TRY IT: How many lines of the records hold the string "instance"? Reply with the number alone.

[Photo-based referring expression data]

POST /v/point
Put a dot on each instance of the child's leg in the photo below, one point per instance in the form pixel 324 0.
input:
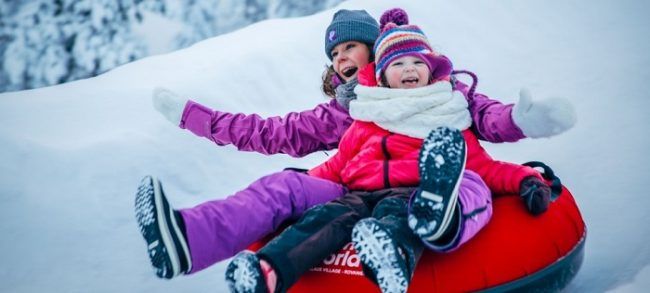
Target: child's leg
pixel 441 164
pixel 218 229
pixel 473 213
pixel 321 231
pixel 387 247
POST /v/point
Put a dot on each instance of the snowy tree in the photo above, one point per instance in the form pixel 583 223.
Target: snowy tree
pixel 49 42
pixel 45 42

SOLUTION TO THIS TASK: 2